- [Objective]: Edit the stretch of entries that opens with the line containing "blue jacket in" and closes with the line containing "[(474, 385), (268, 293), (179, 325)]". Replace "brown ears" with "tan ears" and change nothing else.
=-=-=
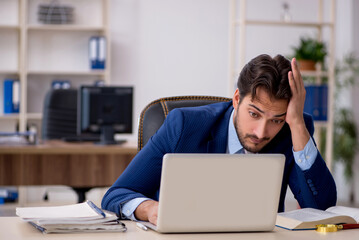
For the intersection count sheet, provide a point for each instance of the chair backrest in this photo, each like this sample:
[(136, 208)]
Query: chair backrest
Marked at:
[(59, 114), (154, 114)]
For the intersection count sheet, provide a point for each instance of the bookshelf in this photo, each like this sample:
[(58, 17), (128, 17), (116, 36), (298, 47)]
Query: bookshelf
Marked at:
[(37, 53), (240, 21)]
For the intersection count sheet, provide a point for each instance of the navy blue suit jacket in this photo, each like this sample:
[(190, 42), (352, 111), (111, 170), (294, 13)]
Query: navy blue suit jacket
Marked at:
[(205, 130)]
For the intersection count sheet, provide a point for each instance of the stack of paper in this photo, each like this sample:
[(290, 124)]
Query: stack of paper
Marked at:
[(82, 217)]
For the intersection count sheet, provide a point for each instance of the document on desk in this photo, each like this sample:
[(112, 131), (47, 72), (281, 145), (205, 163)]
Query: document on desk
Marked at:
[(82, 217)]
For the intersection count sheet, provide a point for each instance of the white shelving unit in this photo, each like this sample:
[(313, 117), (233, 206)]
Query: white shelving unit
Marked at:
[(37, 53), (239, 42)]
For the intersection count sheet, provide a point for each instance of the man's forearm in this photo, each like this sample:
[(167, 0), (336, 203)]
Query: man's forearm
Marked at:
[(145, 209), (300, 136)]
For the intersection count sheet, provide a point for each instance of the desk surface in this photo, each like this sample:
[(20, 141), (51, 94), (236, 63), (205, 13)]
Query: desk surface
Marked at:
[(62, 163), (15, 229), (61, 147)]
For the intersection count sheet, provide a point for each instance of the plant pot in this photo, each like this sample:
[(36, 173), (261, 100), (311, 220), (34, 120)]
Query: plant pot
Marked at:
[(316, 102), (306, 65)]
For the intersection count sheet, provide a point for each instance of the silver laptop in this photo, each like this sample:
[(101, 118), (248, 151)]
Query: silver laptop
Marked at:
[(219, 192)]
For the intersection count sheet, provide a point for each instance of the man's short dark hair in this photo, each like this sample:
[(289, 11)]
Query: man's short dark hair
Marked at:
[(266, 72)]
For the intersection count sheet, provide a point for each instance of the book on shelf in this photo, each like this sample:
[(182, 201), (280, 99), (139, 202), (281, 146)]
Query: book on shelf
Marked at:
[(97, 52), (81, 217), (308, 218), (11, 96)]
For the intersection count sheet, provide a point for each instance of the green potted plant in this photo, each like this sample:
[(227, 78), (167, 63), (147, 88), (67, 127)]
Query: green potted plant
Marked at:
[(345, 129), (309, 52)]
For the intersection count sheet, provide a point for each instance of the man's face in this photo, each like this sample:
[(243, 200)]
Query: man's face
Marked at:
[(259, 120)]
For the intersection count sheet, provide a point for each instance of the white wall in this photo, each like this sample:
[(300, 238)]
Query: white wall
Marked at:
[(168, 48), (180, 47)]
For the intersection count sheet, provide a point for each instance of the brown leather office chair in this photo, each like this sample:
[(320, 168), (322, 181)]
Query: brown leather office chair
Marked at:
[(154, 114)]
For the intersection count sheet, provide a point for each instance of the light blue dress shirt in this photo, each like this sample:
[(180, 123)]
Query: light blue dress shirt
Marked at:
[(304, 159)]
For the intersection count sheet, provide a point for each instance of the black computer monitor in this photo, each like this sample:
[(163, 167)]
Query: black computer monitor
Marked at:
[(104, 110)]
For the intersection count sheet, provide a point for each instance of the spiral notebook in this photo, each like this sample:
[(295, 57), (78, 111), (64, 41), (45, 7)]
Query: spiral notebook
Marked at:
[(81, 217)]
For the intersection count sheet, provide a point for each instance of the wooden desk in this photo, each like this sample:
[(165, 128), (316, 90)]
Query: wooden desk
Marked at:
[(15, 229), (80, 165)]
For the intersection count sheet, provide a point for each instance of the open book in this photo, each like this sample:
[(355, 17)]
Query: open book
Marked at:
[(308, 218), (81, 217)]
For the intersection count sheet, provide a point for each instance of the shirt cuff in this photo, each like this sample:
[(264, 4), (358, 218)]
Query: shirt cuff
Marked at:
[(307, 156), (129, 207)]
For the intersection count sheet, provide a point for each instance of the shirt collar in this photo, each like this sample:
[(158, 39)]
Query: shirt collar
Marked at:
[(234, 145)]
=-=-=
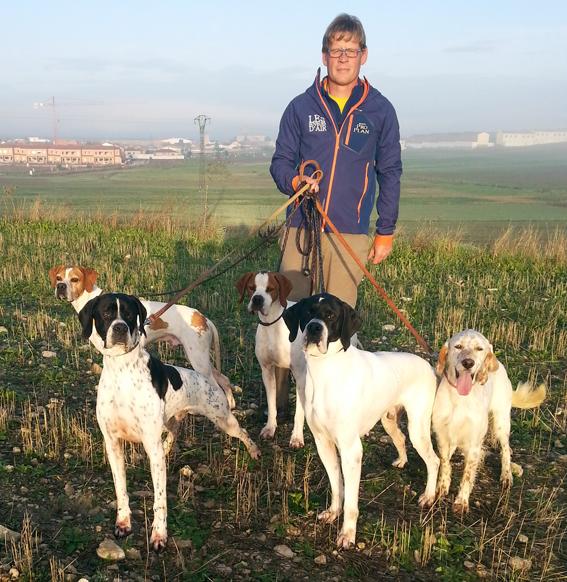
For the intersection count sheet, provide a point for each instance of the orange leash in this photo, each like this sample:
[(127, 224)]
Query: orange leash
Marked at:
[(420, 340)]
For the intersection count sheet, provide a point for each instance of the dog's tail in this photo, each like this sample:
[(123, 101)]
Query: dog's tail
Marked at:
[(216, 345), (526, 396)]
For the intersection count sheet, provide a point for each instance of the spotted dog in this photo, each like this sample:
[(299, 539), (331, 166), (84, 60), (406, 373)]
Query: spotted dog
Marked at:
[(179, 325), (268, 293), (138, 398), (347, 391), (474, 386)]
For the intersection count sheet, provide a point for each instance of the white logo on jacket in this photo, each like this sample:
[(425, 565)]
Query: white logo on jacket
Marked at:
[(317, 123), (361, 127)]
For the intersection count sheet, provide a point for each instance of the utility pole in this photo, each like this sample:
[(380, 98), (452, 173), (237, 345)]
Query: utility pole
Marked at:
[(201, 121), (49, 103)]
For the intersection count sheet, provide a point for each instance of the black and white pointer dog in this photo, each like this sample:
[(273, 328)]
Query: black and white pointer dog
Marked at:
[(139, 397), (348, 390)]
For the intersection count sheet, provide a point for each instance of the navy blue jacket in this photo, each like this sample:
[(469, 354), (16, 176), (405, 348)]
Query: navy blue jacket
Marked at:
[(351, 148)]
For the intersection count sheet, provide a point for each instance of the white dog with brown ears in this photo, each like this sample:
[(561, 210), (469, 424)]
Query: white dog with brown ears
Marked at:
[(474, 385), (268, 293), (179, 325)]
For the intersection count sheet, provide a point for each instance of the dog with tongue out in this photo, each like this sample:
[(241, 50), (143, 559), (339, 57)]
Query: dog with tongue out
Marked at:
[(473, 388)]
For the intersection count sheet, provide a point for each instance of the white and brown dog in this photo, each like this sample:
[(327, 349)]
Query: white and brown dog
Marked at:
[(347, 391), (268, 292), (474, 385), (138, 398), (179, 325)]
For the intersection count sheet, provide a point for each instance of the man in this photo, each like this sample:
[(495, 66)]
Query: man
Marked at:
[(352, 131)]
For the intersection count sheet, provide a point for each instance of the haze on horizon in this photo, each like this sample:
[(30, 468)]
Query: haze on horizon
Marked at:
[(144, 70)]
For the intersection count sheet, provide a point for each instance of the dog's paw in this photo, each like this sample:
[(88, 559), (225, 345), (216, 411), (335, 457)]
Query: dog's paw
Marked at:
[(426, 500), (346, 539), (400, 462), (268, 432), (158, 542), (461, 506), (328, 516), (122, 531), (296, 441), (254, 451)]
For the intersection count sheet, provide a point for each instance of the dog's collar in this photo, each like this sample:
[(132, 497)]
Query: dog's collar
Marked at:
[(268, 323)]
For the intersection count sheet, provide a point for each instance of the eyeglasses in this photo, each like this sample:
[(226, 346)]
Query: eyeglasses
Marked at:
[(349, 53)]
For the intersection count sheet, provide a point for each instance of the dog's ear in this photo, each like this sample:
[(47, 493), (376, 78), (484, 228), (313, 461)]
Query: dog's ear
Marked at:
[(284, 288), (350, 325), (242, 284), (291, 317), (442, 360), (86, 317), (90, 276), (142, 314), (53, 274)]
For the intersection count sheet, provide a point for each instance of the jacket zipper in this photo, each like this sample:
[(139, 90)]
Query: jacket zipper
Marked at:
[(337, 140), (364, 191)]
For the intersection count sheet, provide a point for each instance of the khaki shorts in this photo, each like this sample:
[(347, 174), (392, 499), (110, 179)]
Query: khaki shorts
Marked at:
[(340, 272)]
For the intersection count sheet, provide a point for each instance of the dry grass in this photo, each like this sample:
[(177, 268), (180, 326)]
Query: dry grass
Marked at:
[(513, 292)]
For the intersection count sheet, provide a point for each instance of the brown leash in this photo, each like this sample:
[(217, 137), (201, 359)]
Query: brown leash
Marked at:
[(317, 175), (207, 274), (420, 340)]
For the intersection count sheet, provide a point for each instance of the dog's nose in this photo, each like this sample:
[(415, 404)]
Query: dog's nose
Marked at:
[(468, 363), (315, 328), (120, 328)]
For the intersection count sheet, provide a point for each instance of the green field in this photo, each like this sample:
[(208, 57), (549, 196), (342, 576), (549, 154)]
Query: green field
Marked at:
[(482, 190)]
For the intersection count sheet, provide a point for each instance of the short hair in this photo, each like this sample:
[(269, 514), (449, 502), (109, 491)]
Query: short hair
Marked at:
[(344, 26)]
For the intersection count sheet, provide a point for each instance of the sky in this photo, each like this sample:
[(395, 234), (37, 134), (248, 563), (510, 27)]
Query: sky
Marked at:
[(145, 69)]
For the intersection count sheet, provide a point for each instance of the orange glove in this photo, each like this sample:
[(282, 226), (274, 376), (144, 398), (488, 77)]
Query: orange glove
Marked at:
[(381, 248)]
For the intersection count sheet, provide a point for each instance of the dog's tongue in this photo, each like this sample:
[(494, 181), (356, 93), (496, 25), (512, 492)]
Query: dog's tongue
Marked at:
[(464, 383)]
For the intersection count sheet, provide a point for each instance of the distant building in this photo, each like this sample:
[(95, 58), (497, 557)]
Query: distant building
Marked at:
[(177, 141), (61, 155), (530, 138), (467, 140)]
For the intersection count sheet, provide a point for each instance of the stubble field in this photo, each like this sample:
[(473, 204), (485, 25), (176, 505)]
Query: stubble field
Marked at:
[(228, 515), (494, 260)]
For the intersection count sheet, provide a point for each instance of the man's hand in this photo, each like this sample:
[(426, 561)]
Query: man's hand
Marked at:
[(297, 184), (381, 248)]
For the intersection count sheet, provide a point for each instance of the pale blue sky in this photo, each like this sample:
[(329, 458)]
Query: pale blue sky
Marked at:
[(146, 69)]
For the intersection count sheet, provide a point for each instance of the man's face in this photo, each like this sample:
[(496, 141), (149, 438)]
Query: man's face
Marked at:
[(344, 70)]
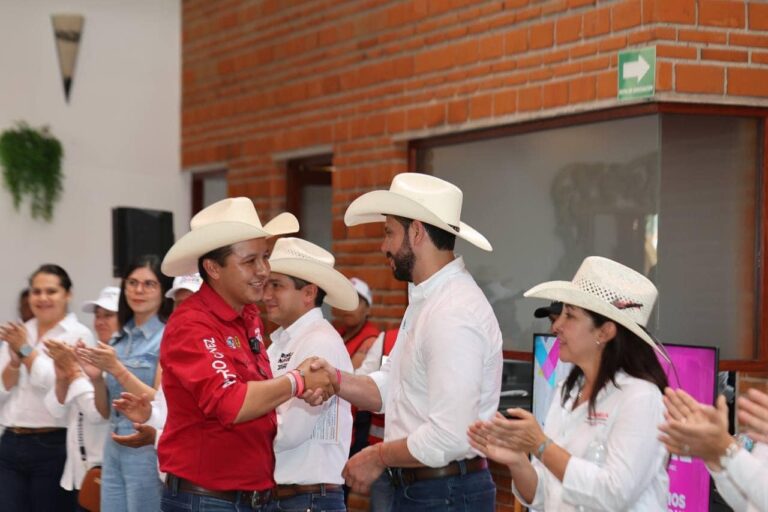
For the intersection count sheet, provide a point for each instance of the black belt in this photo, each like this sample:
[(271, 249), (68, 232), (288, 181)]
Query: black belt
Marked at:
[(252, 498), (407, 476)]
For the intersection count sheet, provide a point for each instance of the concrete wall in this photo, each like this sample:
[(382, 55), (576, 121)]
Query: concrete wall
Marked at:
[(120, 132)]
=-=-=
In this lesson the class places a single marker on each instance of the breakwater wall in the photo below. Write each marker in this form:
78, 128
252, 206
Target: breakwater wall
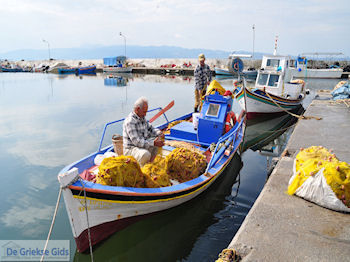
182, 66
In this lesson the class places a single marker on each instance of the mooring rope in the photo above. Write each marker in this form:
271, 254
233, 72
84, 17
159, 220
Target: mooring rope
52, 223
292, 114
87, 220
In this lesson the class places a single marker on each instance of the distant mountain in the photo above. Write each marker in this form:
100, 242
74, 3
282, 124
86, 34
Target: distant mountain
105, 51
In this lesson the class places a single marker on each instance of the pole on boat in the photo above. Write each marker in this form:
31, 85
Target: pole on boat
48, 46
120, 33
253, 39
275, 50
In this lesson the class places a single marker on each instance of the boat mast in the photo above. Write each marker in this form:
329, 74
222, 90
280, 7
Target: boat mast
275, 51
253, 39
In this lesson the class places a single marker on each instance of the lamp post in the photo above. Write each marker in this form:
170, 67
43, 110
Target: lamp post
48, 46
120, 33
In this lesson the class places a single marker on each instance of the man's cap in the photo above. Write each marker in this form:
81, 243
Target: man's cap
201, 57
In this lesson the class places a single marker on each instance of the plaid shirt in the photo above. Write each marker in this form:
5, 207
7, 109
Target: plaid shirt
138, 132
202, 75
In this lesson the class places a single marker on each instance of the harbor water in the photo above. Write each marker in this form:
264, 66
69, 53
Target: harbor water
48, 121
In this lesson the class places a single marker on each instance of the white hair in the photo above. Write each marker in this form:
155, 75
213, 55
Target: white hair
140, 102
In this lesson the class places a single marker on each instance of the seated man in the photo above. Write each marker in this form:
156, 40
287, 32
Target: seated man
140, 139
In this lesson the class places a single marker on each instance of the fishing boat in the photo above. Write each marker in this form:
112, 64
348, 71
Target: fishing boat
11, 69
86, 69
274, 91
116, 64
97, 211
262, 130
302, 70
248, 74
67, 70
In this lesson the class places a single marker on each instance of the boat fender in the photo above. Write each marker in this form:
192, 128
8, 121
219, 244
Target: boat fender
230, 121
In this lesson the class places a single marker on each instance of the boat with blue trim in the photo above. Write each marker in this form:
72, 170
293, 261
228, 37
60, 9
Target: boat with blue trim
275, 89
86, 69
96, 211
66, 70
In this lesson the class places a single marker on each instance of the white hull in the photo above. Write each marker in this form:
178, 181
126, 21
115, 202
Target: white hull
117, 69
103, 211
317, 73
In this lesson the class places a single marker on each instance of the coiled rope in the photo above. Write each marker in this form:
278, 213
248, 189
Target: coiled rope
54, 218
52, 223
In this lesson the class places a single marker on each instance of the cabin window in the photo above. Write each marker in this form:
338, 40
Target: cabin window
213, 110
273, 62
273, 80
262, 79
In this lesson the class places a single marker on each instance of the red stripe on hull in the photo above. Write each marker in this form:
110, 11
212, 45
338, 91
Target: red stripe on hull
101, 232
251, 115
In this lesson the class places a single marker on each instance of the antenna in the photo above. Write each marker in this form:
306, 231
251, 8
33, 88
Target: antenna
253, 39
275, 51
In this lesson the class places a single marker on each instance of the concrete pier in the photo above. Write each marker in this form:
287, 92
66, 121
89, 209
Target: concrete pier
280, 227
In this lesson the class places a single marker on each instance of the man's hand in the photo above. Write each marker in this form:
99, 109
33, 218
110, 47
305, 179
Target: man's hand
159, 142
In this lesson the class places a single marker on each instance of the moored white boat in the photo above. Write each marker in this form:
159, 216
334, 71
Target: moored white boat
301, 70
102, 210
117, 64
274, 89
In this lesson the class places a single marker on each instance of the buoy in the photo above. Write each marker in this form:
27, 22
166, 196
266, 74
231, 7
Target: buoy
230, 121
=-=-=
- [Task response]:
For the intersection count sheet, provide a point for each instance of the navy blue jacket in this photo, each like this sample:
[(469, 354), (16, 176), (405, 348)]
Query: navy blue jacket
Marked at:
[(351, 148)]
For the intersection count sheet, provide a point for each instance of the white dog with tan ears in this photo, each like this sample:
[(561, 210), (469, 424)]
Query: white dog with tan ears
Marked at:
[(474, 385), (268, 293), (179, 325)]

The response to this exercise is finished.